**Vorliegender Text:**
Wer sich also lieber nicht den weniger schönen Tatsachen der Rape Culture stellen will, mag nach Fleischhauers Vorbild dieser Anleitung folgen:

Befund zur Kolumne: verharmlosend!

Schritt 1
Studien mit besorgniserregenden Zahlen zu sexueller Gewalt einfach per se für unglaubwürdig erklären. Dazu nehme man das ‚Argument‘ der Aufwandsentschädigung; in diesem Fall sollen die Teilnehmerinnen einen Amazon-Gutschein erhalten haben. Praktischer Nebeneffekt: damit werden gleich alle Studien, die den Befragten eine Aufwandsentschädigungen gewähren, per Rundumschlag für unglaubwürdig erklärt. Jedoch dann keine Nachfragen darüber zulassen, wieso eine Entschädigung bestimmte Antworten produzieren soll, wenn sie doch allen Teilnehmenden gewährt wird.

**Gespeicherte Daten:**

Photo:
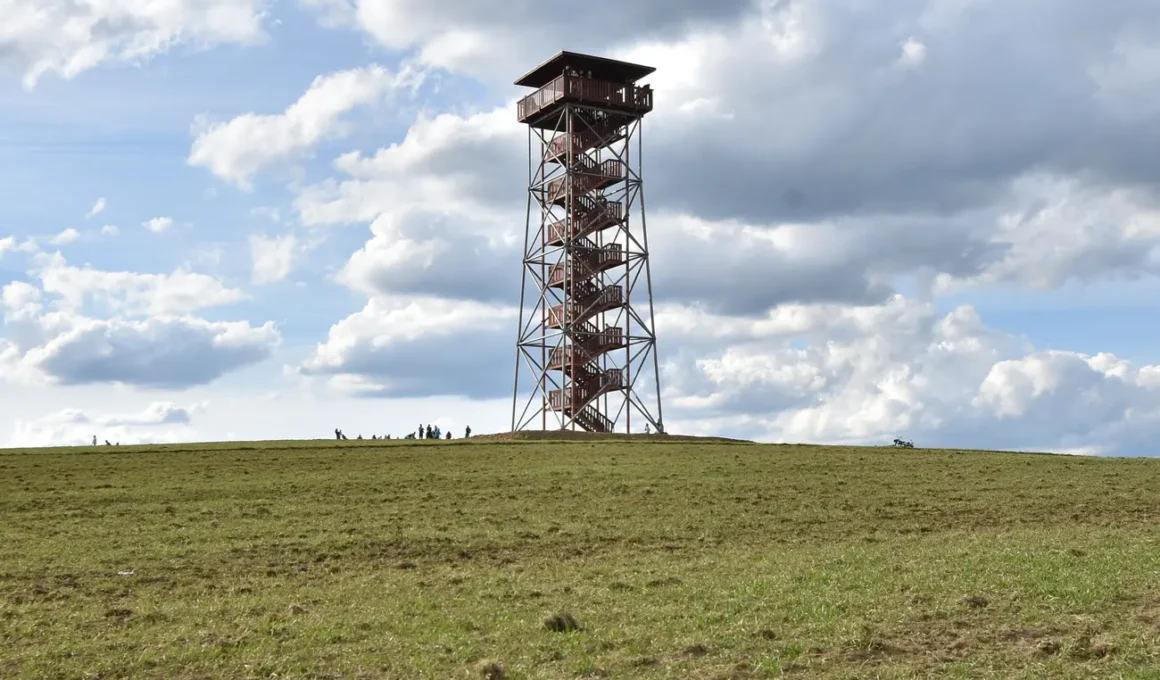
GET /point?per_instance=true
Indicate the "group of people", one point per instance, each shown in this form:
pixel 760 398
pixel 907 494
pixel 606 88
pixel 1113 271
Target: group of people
pixel 429 432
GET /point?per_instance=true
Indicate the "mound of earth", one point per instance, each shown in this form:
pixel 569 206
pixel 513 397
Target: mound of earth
pixel 570 435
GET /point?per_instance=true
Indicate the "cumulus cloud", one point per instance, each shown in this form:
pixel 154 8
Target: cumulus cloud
pixel 158 224
pixel 805 163
pixel 69 37
pixel 403 346
pixel 238 149
pixel 98 208
pixel 497 38
pixel 50 337
pixel 130 293
pixel 159 422
pixel 65 237
pixel 273 258
pixel 865 375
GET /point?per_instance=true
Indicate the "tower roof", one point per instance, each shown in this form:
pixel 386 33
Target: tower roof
pixel 601 67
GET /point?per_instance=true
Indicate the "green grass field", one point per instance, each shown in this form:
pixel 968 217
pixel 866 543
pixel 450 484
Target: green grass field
pixel 676 559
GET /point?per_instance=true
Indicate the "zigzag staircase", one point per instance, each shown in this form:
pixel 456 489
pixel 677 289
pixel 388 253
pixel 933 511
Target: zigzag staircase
pixel 579 275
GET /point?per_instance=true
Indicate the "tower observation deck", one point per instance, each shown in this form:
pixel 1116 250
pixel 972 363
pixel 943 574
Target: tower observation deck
pixel 586 352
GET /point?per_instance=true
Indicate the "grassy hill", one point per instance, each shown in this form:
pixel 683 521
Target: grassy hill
pixel 675 559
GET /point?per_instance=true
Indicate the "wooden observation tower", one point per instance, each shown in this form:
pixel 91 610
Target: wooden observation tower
pixel 586 346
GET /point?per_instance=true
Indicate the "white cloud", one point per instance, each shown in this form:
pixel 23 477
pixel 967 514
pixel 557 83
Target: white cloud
pixel 65 237
pixel 69 37
pixel 273 258
pixel 131 293
pixel 914 52
pixel 158 224
pixel 98 208
pixel 159 422
pixel 415 346
pixel 865 375
pixel 240 147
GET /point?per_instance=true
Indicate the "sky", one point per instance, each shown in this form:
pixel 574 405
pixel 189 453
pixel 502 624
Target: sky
pixel 241 219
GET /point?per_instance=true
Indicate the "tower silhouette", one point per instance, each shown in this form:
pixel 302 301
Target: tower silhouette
pixel 586 352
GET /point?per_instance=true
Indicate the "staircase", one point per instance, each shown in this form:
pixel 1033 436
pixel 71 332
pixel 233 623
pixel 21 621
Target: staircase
pixel 580 275
pixel 588 135
pixel 589 215
pixel 587 176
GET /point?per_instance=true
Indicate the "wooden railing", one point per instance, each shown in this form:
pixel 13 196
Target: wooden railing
pixel 574 88
pixel 589 345
pixel 594 386
pixel 601 135
pixel 581 310
pixel 591 176
pixel 591 215
pixel 587 263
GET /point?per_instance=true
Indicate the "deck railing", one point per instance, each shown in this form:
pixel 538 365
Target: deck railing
pixel 574 88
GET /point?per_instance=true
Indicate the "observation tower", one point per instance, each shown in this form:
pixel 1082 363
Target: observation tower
pixel 586 352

**Deine Aufgaben:**
a) Beantworte zum vorliegenden Text diese Fragen:
(i) Wessen Vorbild folgt die Anleitung im vorliegenden Text?
(ii) Welchen Befund nennt der vorliegende Text zur Kolumne?
(iii) Was sollen die Teilnehmerinnen laut Schritt 1 als Aufwandsentschädigung erhalten haben?
b) Schreibe die Zeilen nach dem vorliegenden Text als Markdown-Tabelle mit den Spalten „Nr.“ und „Zeile“ um, beginnend mit der ersten dieser Zeilen und weiter bis einschließlich der Zeile mit „pixel 676 559“. Lass Leerzeilen und das Bild weg.

**Vollständige Antworten:**
a)
(i) Die Anleitung folgt Fleischhauers Vorbild.
(ii) Der Befund zur Kolumne lautet: verharmlosend.
(iii) Sie sollen einen Amazon-Gutschein erhalten haben.

b)
| Nr. | Zeile |
|---|---|
| 1 | Photo: |
| 2 | GET /point?per_instance=true |
| 3 | Indicate the "group of people", one point per instance, each shown in this form: |
| 4 | pixel 760 398 |
| 5 | pixel 907 494 |
| 6 | pixel 606 88 |
| 7 | pixel 1113 271 |
| 8 | Target: group of people |
| 9 | pixel 429 432 |
| 10 | GET /point?per_instance=true |
| 11 | Indicate the "mound of earth", one point per instance, each shown in this form: |
| 12 | pixel 569 206 |
| 13 | pixel 513 397 |
| 14 | Target: mound of earth |
| 15 | pixel 570 435 |
| 16 | GET /point?per_instance=true |
| 17 | Indicate the "cumulus cloud", one point per instance, each shown in this form: |
| 18 | pixel 154 8 |
| 19 | Target: cumulus cloud |
| 20 | pixel 158 224 |
| 21 | pixel 805 163 |
| 22 | pixel 69 37 |
| 23 | pixel 403 346 |
| 24 | pixel 238 149 |
| 25 | pixel 98 208 |
| 26 | pixel 497 38 |
| 27 | pixel 50 337 |
| 28 | pixel 130 293 |
| 29 | pixel 159 422 |
| 30 | pixel 65 237 |
| 31 | pixel 273 258 |
| 32 | pixel 865 375 |
| 33 | GET /point?per_instance=true |
| 34 | Indicate the "tower roof", one point per instance, each shown in this form: |
| 35 | pixel 386 33 |
| 36 | Target: tower roof |
| 37 | pixel 601 67 |
| 38 | GET /point?per_instance=true |
| 39 | Indicate the "green grass field", one point per instance, each shown in this form: |
| 40 | pixel 968 217 |
| 41 | pixel 866 543 |
| 42 | pixel 450 484 |
| 43 | Target: green grass field |
| 44 | pixel 676 559 |